- _DATI DEL COMPITO_:
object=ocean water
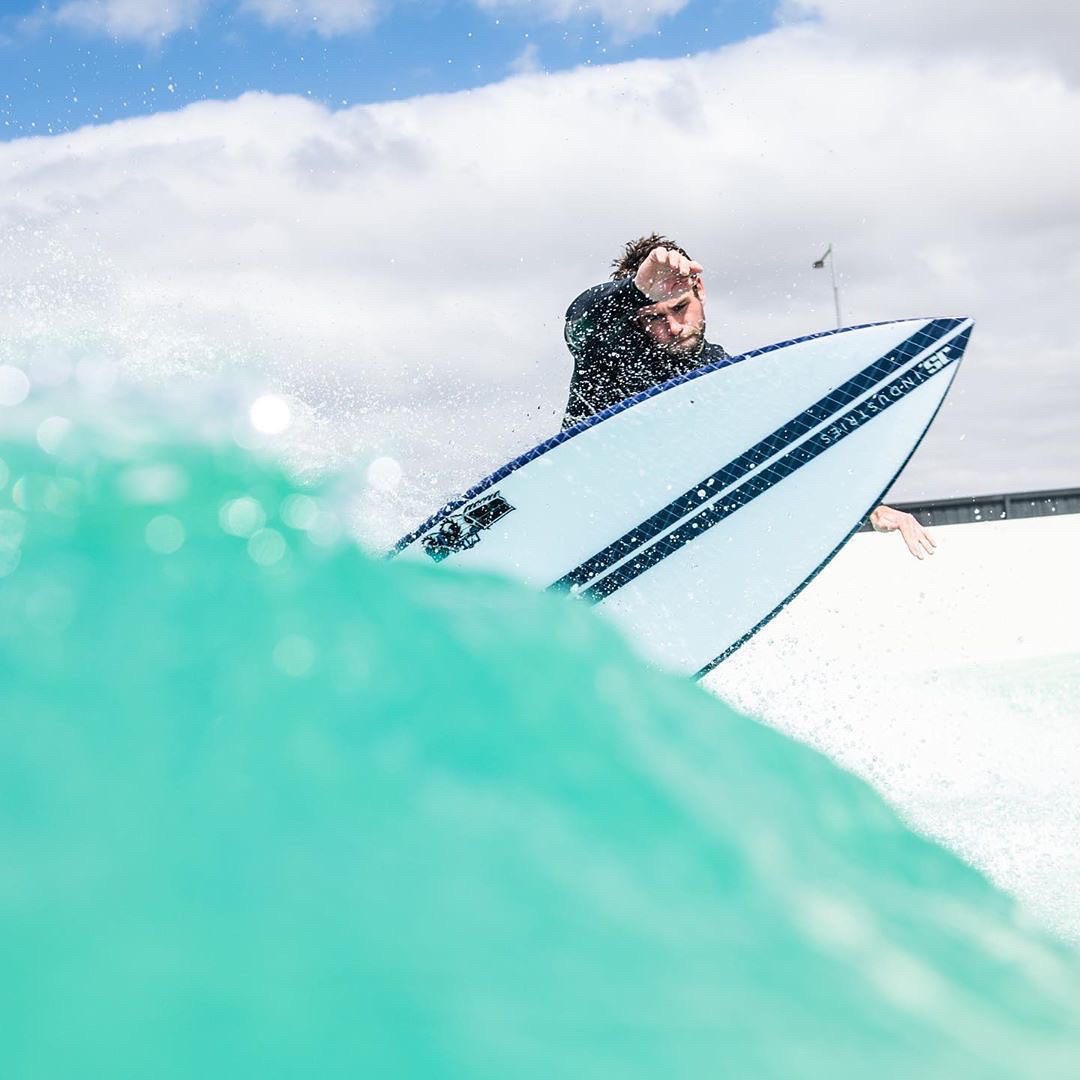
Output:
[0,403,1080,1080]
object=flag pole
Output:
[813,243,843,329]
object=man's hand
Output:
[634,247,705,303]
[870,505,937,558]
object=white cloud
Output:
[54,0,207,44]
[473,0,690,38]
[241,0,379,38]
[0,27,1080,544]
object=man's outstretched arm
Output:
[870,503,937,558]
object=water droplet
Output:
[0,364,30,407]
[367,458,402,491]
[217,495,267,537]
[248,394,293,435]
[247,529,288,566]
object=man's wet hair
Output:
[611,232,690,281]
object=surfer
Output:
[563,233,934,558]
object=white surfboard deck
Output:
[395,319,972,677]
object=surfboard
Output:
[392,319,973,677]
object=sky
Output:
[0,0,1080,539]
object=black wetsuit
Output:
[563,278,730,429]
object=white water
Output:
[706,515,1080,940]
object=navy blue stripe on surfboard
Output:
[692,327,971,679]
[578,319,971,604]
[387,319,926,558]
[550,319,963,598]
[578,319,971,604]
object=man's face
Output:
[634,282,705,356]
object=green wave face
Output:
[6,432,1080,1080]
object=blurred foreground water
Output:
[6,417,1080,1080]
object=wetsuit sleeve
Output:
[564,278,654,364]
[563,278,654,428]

- _OBIETTIVO_:
Riporta tutte le righe qui sopra come elenco JSON di stringhe, una stringa per ciascuna riga, saltando quelle vuote. Escludi le immagini dalla risposta.

- _RISPOSTA_:
[
  "object=ocean water",
  "Output:",
  "[0,403,1080,1080]",
  "object=flag pole",
  "Output:",
  "[813,243,843,329]",
  "object=man's hand",
  "Output:",
  "[634,247,705,303]",
  "[870,505,937,558]",
  "object=white cloud",
  "Output:",
  "[54,0,207,44]",
  "[473,0,690,38]",
  "[241,0,379,38]",
  "[0,27,1080,544]",
  "object=man's outstretched arm",
  "Output:",
  "[870,503,937,558]",
  "object=water droplet",
  "Output:",
  "[0,364,30,407]",
  "[367,458,402,491]",
  "[217,495,267,537]",
  "[248,394,293,435]",
  "[247,529,288,566]",
  "object=man's wet hair",
  "Output:",
  "[611,232,690,281]",
  "object=surfer",
  "Output:",
  "[563,233,934,558]",
  "object=white surfboard deck",
  "Output:",
  "[395,319,972,677]",
  "object=surfboard",
  "Output:",
  "[392,319,973,677]",
  "object=sky",
  "Output:",
  "[0,0,1080,539]",
  "object=black wetsuit",
  "Output:",
  "[563,278,730,429]",
  "object=white water",
  "Output:",
  "[706,515,1080,940]",
  "object=navy blue stripe on surfboard",
  "Output:",
  "[692,327,971,679]",
  "[578,319,971,604]",
  "[387,319,926,558]",
  "[550,319,963,598]",
  "[578,319,971,604]",
  "object=man's face",
  "Output:",
  "[634,282,705,356]",
  "object=green wave face",
  "Output:",
  "[6,432,1080,1080]",
  "object=blurred foreground water",
  "Output:",
  "[6,417,1080,1080]",
  "object=wetsuit sleeve",
  "Output:",
  "[564,278,654,364]",
  "[563,278,654,428]"
]